§ **Source passage**

## BEGIN

Terry Slavin looks at the LEAF coalition, an initiative backed by the U.S., Britain and Norway that aims to channel carbon-offsetting finance into saving tropical forests

One important announcement to come out of Joe Biden’s Earth Summit was the launch of the LEAF coalition, a $1bn a year programme that hopes to unleash a flood of private sector finance for tropical forests. It has the backing of the U.S., Britain and Norway, alongside nine multinational companies including Salesforce, Amazon, Unilever and Nestlé.

Tropical forests are critically important for carbon storage and biodiversity, yet they are being lost at an alarming rate. In 2020 alone, 4.2m hectares of humid tropical primary forests were lost, according to WRI. That was an increase of 12% on 2019, and the resulting carbon emissions (2.64 Gt) equalled that from India in 2018.

WRI says forests currently receive less than 3% of climate funding, mainly through public sector lending, yet have the potential to provide more than 23% of the climate mitigation needed by 2030, and private finance is sorely needed to fill the gap.

One reason for the dearth of private finance is that investing in tropical forest conservation has had a chequered history, first in the Clean Development Mechanism, and then in REDD (Reducing emissions from deforestation and forest degradation). Both programmes were criticised by NGOs of trampling on the rights of indigenous people and displacing deforestation from one place to another without actually cutting emissions.

Under LEAF, companies can only take delivery of the credits if they have a 1.5C aligned science-based target

Although REDD was renamed REDD+ and redesigned about 10 years ago to address many of its failings, forestry offsets have been left with a serious image problem, and credits per tonne of avoided CO2 cost as little as $3-$5, a tenth of the price of the EU Emissions Trading Scheme.

Yet with companies looking to buy offsets as part of their net-zero emissions plans, as well as the airline industry’s Carbon Offsetting and Reduction Scheme for International Aviation (CORSIA), which is initially voluntary, the Taskforce on Scaling Voluntary Carbon Market estimates that demand for carbon credits could increase 15-fold to $50bn by 2030.

## END

§ **Exercises to complete**
1. In the LEAF coalition article, change "biodiversity" to "wildlife habitat" and give the passage between "Tropical forests are" and "India in 2018.", inclusive.
2. According to the LEAF coalition article, how large could demand for carbon credits grow by 2030?
3. Summarize the LEAF coalition article in two sentences.

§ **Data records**
## BEGIN

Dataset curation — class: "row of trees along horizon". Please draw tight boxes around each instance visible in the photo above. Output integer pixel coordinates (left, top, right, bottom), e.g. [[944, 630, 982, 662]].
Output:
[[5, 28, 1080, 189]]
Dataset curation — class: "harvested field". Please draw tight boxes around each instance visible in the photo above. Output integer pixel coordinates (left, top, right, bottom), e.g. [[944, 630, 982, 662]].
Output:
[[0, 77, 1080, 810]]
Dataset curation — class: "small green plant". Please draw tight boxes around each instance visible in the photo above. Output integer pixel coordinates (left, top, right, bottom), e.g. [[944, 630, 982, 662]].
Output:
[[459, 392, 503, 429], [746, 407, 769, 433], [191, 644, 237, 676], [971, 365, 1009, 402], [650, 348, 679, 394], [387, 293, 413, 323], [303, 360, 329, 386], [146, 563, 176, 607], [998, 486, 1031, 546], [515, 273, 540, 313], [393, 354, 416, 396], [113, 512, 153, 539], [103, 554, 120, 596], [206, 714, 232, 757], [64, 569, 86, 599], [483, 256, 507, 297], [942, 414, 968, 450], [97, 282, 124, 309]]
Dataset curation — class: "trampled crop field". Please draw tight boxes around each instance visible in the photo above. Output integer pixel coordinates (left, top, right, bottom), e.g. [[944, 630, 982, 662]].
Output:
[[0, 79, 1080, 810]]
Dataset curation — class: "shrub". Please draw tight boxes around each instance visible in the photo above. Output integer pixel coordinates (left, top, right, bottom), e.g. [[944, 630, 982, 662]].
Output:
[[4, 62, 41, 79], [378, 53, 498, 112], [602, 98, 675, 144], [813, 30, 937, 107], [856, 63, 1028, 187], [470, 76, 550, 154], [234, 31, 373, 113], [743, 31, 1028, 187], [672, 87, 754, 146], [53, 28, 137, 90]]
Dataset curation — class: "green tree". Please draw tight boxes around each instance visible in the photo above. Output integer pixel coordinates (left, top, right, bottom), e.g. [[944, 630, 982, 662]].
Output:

## END

§ **Full answers**
1.
Tropical forests are critically important for carbon storage and wildlife habitat, yet they are being lost at an alarming rate. In 2020 alone, 4.2m hectares of humid tropical primary forests were lost, according to WRI. That was an increase of 12% on 2019, and the resulting carbon emissions (2.64 Gt) equalled that from India in 2018.

2. It could increase 15-fold to $50bn by 2030.

3. The LEAF coalition, launched at Joe Biden's Earth Summit with backing from the U.S., Britain, Norway and nine multinational companies, is a $1bn-a-year program meant to draw private finance into tropical forests, which are being lost at an alarming rate and receive less than 3% of climate funding. Forestry offsets still carry an image problem from earlier programs criticized by NGOs, but rising corporate demand for offsets could push the carbon credit market to $50bn by 2030.